_DOCUMENT EXCERPT_
[Start of Attachment]

1. A method of designing a turbine blade (32), the method comprising the steps of:
forming at least two notches (60) on a tip (42) of a turbine blade (32) having a pressure
side (56) and a suction side (58), where each of the at least two notches (60) have
a known dimension;
operating a gas turbine engine including the turbine blade (32) to expand a length
of the at turbine blade (32) such that the tip (42) of the turbine blade (32) engages
a casing (36);
viewing the tip of the turbine blade (32) after the step of operating of the gas turbine
engine;
determining an appearance of the at least two notches (60) on the tip (42); and
determining a manufacturing length of the turbine blade (32) based on the step of
determining the appearance the at least two notches (60).
2. The method as recited in claim 1 wherein the at least two notches (60) have a semi-circular
shape.
3. The method as recited in claim 1 or 2 wherein the step of forming the at least two
notches includes forming one (60a) of the at least two notches (60) on the pressure
side (56) of the turbine blade (32) and forming another (60b) of the at least two
notches (60) on the suction side (58) of the turbine blade (32) to determine creep.
4. The method as recited in any preceding claim wherein the step of forming the at least
two notches (60) includes forming both of the at least two notches on at least one
of the pressure side (56) of the turbine blade (32) and the suction side (58) of the
turbine blade (32) to determine tilt.
5. The method as recited in any preceding claim wherein the step of forming the at least
two notches (60) includes forming the at least two notches (60) to have different
radii.
6. The method as recited in any preceding claim wherein the step of forming the at least
two notches (60) includes machining the at least two notches (60).
7. A turbine blade (32) comprising:
a tip (42); and
at least two notches (60) formed on the tip (42), wherein each of the at least two
notches (60) has a known dimension, and the turbine blade (32) has a pressure side
(56) and a suction side (58).
8. The turbine blade as recited in claim 7 wherein the at least two notches (60) have
a semi-circular shape.
9. The turbine blade as recited in claim 7 or 8 wherein one (60a) of the at least two
notches (60) is located on the pressure side (56) of the turbine blade (32), and another
(60b) of the at least two notches is located on the suction side (58) of the turbine
blade (32).
10. The turbine blade as recited in claim 7, 8 or 9 wherein both of the at least two notches
(60) are formed on at least one of the pressure side (56) of the turbine blade (32)
and the suction side (58) of the turbine blade (32).

[End of Attachment]

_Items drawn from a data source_
[Start of Attachment]

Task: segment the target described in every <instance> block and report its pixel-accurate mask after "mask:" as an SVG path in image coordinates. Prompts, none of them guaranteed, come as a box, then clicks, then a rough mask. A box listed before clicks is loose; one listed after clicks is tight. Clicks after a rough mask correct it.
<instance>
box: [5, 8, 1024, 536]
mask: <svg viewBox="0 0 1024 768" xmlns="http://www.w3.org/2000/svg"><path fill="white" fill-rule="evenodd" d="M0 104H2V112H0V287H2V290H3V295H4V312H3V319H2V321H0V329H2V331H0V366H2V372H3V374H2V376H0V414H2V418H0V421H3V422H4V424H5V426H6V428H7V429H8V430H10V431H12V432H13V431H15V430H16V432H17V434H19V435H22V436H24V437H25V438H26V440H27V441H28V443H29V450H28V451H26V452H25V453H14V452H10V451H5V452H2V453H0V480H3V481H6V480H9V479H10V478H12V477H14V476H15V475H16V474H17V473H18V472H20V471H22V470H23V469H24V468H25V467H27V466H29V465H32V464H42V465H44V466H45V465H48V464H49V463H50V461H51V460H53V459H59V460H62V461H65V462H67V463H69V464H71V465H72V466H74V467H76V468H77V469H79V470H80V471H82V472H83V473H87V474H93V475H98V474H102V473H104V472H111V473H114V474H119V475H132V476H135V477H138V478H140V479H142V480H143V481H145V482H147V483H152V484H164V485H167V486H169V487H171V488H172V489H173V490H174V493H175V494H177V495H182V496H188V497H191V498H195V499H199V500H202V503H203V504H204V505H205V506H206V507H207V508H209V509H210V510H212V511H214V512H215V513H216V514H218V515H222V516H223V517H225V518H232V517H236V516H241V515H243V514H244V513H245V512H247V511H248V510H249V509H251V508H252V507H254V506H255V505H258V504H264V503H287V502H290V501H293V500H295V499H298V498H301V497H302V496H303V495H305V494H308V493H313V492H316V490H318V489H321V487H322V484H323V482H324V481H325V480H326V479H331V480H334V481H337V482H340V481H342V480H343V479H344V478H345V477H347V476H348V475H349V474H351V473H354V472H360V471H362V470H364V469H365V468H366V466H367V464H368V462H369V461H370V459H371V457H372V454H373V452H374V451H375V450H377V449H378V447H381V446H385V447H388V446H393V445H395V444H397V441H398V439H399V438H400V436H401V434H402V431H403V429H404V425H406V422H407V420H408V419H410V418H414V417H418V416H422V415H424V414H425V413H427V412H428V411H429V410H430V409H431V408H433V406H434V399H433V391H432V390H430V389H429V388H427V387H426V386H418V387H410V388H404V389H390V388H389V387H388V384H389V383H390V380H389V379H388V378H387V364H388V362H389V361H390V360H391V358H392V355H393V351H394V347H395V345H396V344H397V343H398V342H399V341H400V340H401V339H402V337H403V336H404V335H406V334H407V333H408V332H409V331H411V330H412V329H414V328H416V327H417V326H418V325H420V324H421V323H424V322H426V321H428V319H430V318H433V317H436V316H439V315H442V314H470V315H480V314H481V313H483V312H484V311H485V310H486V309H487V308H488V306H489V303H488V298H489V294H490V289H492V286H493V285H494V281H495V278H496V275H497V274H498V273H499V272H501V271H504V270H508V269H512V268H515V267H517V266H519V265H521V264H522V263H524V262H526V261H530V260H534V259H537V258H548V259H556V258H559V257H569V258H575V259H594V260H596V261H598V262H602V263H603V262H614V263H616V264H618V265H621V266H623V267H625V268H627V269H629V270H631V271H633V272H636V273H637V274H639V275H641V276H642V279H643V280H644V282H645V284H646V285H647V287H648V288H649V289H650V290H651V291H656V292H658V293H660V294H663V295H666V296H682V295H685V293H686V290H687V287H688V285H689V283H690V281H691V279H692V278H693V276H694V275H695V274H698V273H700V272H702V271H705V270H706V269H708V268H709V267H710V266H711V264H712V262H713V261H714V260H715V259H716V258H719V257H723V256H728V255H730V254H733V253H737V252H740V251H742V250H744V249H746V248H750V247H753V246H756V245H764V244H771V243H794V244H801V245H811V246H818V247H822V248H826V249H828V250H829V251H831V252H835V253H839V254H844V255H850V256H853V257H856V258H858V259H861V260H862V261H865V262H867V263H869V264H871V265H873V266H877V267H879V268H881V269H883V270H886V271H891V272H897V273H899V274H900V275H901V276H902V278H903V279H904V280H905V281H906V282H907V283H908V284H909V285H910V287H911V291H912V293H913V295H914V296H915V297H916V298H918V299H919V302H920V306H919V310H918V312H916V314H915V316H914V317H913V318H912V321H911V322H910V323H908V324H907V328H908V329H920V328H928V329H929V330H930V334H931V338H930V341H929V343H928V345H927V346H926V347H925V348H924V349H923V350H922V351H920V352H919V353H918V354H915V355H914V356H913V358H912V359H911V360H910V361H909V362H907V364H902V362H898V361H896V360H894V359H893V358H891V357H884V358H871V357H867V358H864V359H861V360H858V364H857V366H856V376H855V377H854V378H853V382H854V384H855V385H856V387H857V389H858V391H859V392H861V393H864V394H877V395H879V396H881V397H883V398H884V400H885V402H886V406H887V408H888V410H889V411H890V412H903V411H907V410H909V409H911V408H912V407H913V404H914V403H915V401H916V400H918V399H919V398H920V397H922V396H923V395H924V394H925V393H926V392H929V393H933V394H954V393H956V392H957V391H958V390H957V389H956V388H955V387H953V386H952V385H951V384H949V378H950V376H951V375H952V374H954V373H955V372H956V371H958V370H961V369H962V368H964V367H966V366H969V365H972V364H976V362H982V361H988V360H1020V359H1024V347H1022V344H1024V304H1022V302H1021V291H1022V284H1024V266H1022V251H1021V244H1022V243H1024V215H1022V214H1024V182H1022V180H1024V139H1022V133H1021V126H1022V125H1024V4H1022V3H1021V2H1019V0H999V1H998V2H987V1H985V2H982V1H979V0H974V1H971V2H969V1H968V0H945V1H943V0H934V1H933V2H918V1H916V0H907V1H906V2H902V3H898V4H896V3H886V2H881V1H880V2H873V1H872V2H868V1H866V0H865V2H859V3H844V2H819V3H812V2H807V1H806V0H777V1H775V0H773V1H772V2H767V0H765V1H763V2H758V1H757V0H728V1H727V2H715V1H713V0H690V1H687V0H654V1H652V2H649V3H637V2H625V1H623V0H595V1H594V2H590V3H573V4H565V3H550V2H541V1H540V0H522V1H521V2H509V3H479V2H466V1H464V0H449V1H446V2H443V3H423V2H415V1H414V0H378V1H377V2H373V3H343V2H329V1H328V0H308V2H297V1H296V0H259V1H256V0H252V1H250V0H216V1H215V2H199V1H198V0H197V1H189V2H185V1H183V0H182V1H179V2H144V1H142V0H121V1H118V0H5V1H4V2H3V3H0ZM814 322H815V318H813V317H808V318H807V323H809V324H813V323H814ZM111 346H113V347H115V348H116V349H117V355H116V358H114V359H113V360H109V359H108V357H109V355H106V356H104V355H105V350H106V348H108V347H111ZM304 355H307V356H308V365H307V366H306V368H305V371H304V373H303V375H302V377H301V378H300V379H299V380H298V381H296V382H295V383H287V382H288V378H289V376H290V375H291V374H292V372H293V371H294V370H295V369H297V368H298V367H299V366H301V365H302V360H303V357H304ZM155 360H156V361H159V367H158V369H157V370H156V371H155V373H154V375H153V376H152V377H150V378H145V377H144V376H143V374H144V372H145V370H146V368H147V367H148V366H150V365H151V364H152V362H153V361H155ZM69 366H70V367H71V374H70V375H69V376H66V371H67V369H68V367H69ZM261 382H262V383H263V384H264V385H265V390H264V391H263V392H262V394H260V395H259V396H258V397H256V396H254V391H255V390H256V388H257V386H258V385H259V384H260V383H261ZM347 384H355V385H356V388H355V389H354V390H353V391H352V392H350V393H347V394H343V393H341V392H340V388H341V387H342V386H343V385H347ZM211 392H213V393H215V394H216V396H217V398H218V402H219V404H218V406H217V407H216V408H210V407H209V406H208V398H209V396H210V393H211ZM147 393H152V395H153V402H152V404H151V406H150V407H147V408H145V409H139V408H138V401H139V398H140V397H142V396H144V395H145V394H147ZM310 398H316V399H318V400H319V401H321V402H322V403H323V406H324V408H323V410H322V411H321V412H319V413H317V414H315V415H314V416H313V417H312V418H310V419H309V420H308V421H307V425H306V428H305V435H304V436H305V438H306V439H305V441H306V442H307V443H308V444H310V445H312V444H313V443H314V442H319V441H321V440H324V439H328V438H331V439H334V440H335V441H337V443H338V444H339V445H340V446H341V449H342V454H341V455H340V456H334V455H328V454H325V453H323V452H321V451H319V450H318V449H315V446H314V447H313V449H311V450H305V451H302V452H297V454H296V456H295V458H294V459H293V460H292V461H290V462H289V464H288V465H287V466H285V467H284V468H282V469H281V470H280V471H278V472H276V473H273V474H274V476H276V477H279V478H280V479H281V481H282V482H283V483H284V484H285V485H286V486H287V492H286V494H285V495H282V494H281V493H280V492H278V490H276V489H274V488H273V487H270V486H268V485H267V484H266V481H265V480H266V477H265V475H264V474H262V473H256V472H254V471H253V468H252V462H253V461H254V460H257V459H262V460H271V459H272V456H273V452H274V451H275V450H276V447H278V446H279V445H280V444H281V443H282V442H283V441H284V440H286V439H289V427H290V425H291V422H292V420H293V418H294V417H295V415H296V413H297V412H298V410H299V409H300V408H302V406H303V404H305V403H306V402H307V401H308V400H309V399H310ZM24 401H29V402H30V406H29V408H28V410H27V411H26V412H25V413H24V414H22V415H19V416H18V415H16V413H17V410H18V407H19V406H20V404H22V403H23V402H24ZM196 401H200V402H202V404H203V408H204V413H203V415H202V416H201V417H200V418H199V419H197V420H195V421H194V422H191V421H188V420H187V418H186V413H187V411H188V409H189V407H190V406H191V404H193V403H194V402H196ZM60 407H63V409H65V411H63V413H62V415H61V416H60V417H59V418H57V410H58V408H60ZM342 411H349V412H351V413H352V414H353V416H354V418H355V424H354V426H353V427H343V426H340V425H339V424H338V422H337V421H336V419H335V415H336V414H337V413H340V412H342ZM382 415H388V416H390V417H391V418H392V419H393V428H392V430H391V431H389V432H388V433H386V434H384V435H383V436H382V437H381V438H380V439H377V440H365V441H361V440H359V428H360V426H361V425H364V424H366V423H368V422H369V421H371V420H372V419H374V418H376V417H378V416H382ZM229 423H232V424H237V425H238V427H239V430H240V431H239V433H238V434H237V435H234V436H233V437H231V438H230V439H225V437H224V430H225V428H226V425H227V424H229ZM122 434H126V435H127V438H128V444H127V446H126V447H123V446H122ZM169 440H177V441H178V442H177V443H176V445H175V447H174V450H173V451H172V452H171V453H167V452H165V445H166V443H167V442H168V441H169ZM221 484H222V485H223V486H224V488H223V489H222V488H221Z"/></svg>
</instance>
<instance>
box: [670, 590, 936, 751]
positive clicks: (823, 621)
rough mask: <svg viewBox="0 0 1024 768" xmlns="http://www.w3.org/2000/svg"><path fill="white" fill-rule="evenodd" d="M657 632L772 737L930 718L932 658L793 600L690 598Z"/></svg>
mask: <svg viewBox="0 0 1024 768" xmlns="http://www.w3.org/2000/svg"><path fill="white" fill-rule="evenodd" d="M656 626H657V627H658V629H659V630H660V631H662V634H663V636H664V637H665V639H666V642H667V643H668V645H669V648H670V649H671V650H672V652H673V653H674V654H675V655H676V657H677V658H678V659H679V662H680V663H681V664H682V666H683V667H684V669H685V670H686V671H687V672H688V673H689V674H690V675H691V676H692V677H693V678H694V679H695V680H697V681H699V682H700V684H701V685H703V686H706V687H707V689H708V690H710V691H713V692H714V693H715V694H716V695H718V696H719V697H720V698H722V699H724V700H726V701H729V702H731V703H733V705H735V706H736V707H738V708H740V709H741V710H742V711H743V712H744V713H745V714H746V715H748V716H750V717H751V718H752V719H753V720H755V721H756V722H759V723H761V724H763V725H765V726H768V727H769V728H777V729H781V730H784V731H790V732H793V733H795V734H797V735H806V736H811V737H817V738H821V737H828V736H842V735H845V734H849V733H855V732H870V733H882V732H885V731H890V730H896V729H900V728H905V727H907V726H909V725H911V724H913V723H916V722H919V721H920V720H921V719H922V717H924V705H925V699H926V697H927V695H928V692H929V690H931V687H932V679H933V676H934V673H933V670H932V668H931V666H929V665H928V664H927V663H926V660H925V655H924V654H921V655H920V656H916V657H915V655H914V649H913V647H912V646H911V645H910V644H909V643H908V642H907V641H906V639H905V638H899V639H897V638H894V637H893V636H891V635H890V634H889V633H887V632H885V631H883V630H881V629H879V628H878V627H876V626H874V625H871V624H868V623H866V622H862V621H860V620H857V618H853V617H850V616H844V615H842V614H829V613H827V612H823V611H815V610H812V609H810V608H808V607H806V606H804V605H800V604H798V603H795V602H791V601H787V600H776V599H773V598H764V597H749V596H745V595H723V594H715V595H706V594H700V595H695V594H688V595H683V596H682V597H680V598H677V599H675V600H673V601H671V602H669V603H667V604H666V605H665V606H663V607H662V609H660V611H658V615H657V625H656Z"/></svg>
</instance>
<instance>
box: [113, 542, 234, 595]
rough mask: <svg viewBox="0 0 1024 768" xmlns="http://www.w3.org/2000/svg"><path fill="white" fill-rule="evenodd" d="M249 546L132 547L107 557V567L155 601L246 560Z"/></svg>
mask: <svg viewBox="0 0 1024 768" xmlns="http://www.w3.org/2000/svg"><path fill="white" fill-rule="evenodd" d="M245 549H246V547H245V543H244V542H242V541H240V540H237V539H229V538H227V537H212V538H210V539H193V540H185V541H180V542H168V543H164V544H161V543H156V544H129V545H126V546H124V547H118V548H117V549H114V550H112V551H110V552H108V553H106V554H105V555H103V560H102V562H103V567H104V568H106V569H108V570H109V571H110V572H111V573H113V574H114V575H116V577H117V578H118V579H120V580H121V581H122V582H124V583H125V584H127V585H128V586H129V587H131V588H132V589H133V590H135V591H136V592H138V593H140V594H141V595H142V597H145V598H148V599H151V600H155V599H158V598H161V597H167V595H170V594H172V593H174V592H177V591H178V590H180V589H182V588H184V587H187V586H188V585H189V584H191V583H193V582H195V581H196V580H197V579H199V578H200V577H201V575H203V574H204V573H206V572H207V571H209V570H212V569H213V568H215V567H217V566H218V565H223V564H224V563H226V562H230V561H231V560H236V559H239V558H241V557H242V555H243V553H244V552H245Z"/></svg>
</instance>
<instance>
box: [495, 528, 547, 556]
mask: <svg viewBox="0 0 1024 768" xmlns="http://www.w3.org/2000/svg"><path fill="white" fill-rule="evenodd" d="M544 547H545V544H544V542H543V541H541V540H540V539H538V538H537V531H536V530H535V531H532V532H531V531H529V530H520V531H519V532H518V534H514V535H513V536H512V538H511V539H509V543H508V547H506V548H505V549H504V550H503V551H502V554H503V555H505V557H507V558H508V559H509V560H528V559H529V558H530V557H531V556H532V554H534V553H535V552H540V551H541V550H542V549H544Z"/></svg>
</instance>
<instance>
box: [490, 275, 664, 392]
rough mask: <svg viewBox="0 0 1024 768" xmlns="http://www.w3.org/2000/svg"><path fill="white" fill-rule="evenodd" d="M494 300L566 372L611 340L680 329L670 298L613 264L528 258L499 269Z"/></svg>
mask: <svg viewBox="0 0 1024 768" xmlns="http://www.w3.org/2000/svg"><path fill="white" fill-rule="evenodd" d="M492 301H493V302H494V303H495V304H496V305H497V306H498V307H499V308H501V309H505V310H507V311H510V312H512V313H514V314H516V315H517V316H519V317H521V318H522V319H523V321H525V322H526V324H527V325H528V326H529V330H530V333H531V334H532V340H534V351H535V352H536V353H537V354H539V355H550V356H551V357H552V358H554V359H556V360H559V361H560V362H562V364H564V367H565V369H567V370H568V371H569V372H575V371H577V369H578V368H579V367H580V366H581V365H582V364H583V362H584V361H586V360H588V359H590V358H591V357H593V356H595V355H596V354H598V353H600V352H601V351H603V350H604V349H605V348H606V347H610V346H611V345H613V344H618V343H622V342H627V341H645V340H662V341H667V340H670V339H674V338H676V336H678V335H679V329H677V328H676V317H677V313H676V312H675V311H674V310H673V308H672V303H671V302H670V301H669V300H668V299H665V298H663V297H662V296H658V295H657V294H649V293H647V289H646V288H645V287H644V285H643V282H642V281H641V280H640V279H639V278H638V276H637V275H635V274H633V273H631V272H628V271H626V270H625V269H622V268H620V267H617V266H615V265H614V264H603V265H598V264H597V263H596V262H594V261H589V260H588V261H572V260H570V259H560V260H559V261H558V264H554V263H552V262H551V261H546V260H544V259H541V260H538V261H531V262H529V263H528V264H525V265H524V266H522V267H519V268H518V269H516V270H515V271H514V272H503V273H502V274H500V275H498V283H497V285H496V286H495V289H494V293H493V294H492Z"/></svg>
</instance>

[End of Attachment]

_LIST OF TASKS_
1. Rewrite everything in the records from their first line down to the line containing "box: [5, 8, 1024, 536]" as a numbered list, with both ends included and blank lines omitted.
2. Extend the claims about turbine blade notches, picking up after the last sentence shown.
The records have no connection to the text about turbine blade notches.

_RESULTS FOR THE EXERCISE_
1.
1. Task: segment the target described in every <instance> block and report its pixel-accurate mask after "mask:" as an SVG path in image coordinates. Prompts, none of them guaranteed, come as a box, then clicks, then a rough mask. A box listed before clicks is loose; one listed after clicks is tight. Clicks after a rough mask correct it.
2. <instance>
3. box: [5, 8, 1024, 536]

2.
11. The turbine blade as recited in claim 7 or 8 wherein the at least two notches comprise
a first set of three notches (60a,60c,60e) located on the pressure side (56) of the
turbine blade (32) and a second set of three notches (60b,60d,60f) located on the
suction side (58) of the turbine blade (32), and each of the first set of three notches
(60a,60c,60e) on the pressure side (56) have a different radius and each of the second
set of three notches (60b,60d,60f) on the suction side (58) have a different radius.
12. The turbine blade as recited in claim 11 wherein the first set of three notches (60a,60c,60e)
and the second set of three notches (60b,60d,60f) each comprise a first notch (60a,60b)
having a radius of 0.005 mils (0.000127 mm), a second notch (60e,60f) having a radius
of 0.010 mils (0.000254 mm), and a third notch (60c,60d) having a radius of 0.015
mils (0.000381 mm), wherein the first notch (60a,60b) is located closest to a leading
edge (52) of the turbine blade (32), the second notch is located between the first
notch and the third notch, and the third notch is located closest to a trailing edge
of the turbine blade.
13. The turbine blade as recited in claim 7 or 8 wherein the at least two notches comprise
a first set of four notches (60a,60c,60e,60g) located on the pressure side (56) of
the turbine blade (32) and a second set of four notches (60b,60d,60f,60h) located
on the suction side (58) of the turbine blade (32).
14. The turbine blade as recited in claim 13 wherein the first set of four notches (60a,60c,60e,60g)
and the second set of four notches (60b,60d,60f,60h) each comprise a first notch (60a,60b)
having a radius of 0.005 mils (0.000127 mm), a second notch (60c,60d) having a radius
of 0.015 mils (0.000381 mm), a third notch (60e,60f) having a radius of 0.010 mils
(0.000254 mm), and a fourth notch (60g,60h) having a radius of 0.005 mils (0.000127
mm), wherein the first notch (60a,60b) is located closest to a leading edge (52) of
the turbine blade (32), the second notch (60c,60d) is located between the first notch
(60a,60b) and the third notch (60e,60f), the third notch (60e,60f) is located between
the second notch (60c,60d) and the fourth notch (60g,60h), and the fourth notch (60g,60h)
is located closest to a trailing edge (54) of the turbine blade (32).
15. A gas turbine engine comprising:
a turbine blade as recited in any preceding claim; and a casing (36) including a hole
adapted to receive a borescope (62) to view the tip (42) of the turbine blade (32).